Supplied material START

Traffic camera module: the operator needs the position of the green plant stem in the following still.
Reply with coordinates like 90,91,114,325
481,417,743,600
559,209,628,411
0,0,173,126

Supplied material END

§ **Required action**:
The answer should consist of every entry, repeated word for word.

§ **Exercise output**:
Traffic camera module: the operator needs the position of the green plant stem in the following still.
Reply with coordinates like 90,91,114,325
481,417,743,600
559,209,628,411
0,0,173,126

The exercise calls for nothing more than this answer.